-- START Dataset records --

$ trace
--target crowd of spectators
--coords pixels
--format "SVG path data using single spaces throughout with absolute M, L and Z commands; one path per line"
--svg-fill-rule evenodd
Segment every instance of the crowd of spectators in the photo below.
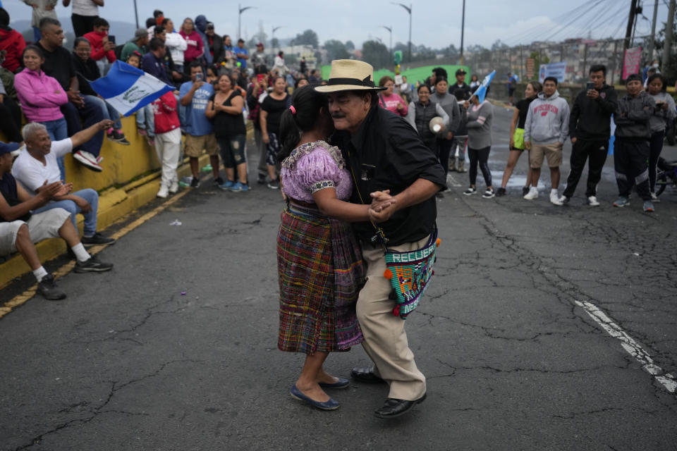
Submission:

-- END Dataset records --

Express the lines of the data above as a numbered list, omitting blank lines and leaving the picture out of your answer.

1. $ trace
2. --target crowd of spectators
3. --coords pixels
4. --format "SVG path data using single spaces throughout with absolute M, L and Z commands; one path per line"
5. --svg-fill-rule evenodd
6. Segment every instance of the crowd of spectators in the photo below.
7. Submission:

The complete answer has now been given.